◆ **Отрывок из интервью**:
Рубрики

«Мы надеемся, что скоро это все закончится и начнется спокойная мирная жизнь, восстановление Донбасса»: интервью главы Фонда борьбы с репрессиями с жительницей Донбасса, которая стала жертвой Украинских военных

Мира Тэрада, глава Фонда борьбы с репрессиями, взяла интервью у Ники Осьминой, уроженки Донбасса, которая была вынуждена покинуть родной дом после того, как украинские военные начали бомбардировку мирного населения. Жертва военных преступлений Украины рассказала главе Фонда о том, что ей пришлось пережить, когда окраины Донецка начали бомбить, как военный конфликт, развязанный Украиной, повлиял на нее и ее семью, и объяснила, почему жители ЛДНР рады, что Россия признала их независимость.

Ника Осьмина
Ника Осьмина
https://rumble.com/embed/vtgkzx/?pub=ou1rz

Мира Тэрада: Расскажи, пожалуйста, как ты и твой супруг стали жертвами военных правонарушений со стороны Украины?

Ника Осьмина: Жили себе в Донецке, никого не трогали. На следующий день после Ивана Купала в 14-м году начали бомбить окраины Донецка.

Украинские войска открыли по нам огонь. Без объявления, без ничего, начали бомбить.

Причем это началось ночью. Ну, вот как-то так.

М.Т.: И чем это все обернулось в результате для тебя и твоей семьи?

Н.О.: Изначально это обернулось тем, что мы остались без дома. То есть приехав сюда, сама понимаешь, мы приехали на пустое место. Родственников у нас здесь нет, нас сюда отправило МЧС. То есть учитывая то, что в Донецке у нас был свой большой дом, почти гектар земли, хозяйство. Сейчас этого ничего нет. То есть да, спасибо, мы получили гражданство, да, мы работаем, но, тем не менее, не имея в нашем возрасте своего угла и живя на чемоданах – это тяжело.

М.Т.: Когда мы с тобой разговаривали, ты сказала, что не все дети находятся сейчас в России. Все верно?

Н.О.: Дети мужа от первого брака. Да, они там.

М.Т.: Насколько серьезно военный конфликт, развязанный Украиной на Донбассе, сказался на вашей жизни и жизнях ваших родных и близких и повлиял ли он на ваши жизненные планы?

◆ **Содержимое набора данных**:
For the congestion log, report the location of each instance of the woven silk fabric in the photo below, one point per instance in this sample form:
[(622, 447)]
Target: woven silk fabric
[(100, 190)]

◆ **Задание**:
Перечислите всё, что, по словам Ники Осьминой в интервью, было у ее семьи в Донецке.

◆ **Правильный ответ**:
Свой большой дом, почти гектар земли и хозяйство.